#### Excerpt provided

****

Stock buybacks are generally considered a bullish signal on Wall Street. Buybacks often proclaim management's belief that its stock is cheap and that shares of its own company will provide its best return on investment. Like dividends, buybacks also let companies return capital to shareholders.

How buybacks work
Done right, share repurchases will increase earnings per share, as long as profits stay at least at the same level. A company with $1 million in earnings and 1 million shares outstanding will have earnings per share of $1. Now, if it buys back 250,000 shares, leaving only 750,000 shares outstanding -- and total profits remain $1 million -- its new EPS would be $1.33, or $1 million divided by 750,000.

We're seeking companies that have announced stock-buyback programs. Then we'll head over to Motley Fool CAPS to get some insight into the investor community's preferred picks. If companies announce stock buybacks, and CAPS' top investors endorse their future prospects, Fools should take notice.

Here are some of the latest companies to announce share-repurchase programs.


Buyback Announcement Date

Amount of Buyback

CAPS Rating (Out of 5)

Alcoa (NYSE:AA)


217 million shares


Yum! Brands (NYSE:YUM)


$1.25 billion


Avon Products (NYSE:AVP)


$2 billion


C.R. Bard (NYSE:BCR)


$500 million


Journal Communications (NYSE:JRN)


5 million shares


Sources: Company press releases, Motley Fool CAPS.

****

#### Extracted entries
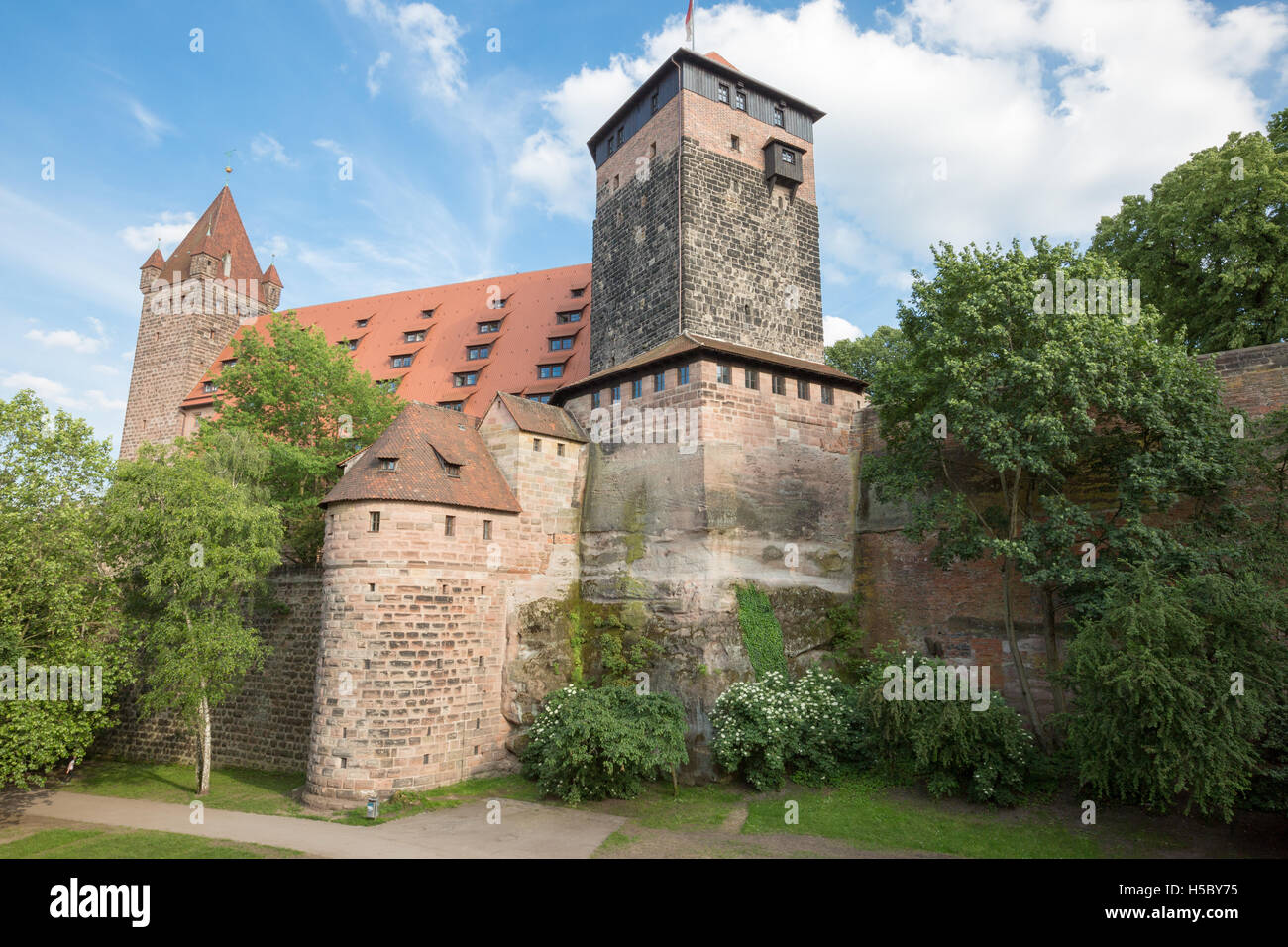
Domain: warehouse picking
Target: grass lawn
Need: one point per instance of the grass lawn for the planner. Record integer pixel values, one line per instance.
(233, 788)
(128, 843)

****

#### What needs to be done
Please write the next part of the article on stock buybacks, starting after its closing source line. The data above isn't needed here.

#### Result of this exercise
The CAPS advantage
Investors at CAPS seem to have pretty upbeat opinion about this group of companies announcing buyback programs -- four of the five companies are earning average ratings or better.

Aluminum producer Alcoa lost out to U.K.-based Rio Tinto (NYSE:RTP) in the battle to acquire Canadian counterpart Alcan (NYSE:AL). Since a consolidation mood still prevails in the industry, Alcoa may be a vulnerable target to others. That may be why it upped its buyback plan. and is the basis for CAPS All-Star ennui's positive outlook:

Alcoa didn't win its bid for Alcan, and that left it as a smaller player in the aluminum industry--and now a target for another company to acquire. An attractive company on many levels. Certainly a fair bargain at the price at which I recommended it. If you can get it cheaper (as I did in the August sell-off), so much the better.

The company's earnings miss -- driven in part by higher fuel costs and a weak dollar -- means that it needs to continue cleaning up its balance sheet. Divesting more assets -- as seen with its previously announced Reynolds division -- and reducing employee levels should keep investors happy going forward.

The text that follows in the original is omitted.